Could you copy out only the lines between the ones holding "Your task is to find grey" and "(0, 0), (1344, 896)", inclusive, requests and all, with each bounding-box coordinate in the answers multiplied by 1.55 and rounded to a whole number, halves going up? Numbers in the requests and their format samples stay as they are.

****

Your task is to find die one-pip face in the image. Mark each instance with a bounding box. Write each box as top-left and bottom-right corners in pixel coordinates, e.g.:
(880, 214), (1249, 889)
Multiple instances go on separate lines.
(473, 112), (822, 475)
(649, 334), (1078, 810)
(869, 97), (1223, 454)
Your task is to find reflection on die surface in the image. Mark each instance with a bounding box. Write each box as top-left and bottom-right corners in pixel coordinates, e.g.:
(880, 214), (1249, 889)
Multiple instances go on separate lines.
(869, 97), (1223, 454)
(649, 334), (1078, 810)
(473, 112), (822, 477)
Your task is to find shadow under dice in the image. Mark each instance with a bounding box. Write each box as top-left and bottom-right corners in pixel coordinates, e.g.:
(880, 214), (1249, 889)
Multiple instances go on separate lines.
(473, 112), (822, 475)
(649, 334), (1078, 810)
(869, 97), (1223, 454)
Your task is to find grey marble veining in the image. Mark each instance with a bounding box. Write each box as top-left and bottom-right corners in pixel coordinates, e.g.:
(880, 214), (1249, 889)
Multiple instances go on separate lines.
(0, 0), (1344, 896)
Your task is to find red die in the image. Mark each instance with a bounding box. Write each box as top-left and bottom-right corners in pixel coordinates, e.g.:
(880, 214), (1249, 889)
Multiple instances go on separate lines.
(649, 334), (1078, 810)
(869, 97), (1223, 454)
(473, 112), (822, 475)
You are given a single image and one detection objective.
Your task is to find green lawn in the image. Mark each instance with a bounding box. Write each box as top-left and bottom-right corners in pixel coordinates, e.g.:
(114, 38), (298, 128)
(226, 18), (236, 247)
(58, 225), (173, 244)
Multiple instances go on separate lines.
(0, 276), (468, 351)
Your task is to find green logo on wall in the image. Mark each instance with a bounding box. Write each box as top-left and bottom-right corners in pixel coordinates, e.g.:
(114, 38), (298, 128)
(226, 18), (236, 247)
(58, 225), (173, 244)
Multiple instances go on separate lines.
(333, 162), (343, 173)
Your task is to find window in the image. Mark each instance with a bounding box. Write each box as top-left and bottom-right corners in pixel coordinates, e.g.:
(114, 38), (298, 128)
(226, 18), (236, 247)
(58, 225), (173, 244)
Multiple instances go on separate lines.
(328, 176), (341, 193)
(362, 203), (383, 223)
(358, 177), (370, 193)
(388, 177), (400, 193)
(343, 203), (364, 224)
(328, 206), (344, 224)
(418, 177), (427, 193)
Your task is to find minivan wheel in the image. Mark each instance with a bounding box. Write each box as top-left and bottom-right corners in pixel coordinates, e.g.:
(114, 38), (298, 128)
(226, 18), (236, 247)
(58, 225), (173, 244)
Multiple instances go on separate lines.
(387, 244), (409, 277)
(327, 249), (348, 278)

****

### CORRECT ANSWER
Your task is to find grey marble veining in the image. Mark each instance with a bounding box. Write each box as top-left and bottom-right corners in pixel coordinates, e.g.:
(880, 214), (1249, 889)
Multiple instances go on separate lines.
(0, 0), (2083, 1389)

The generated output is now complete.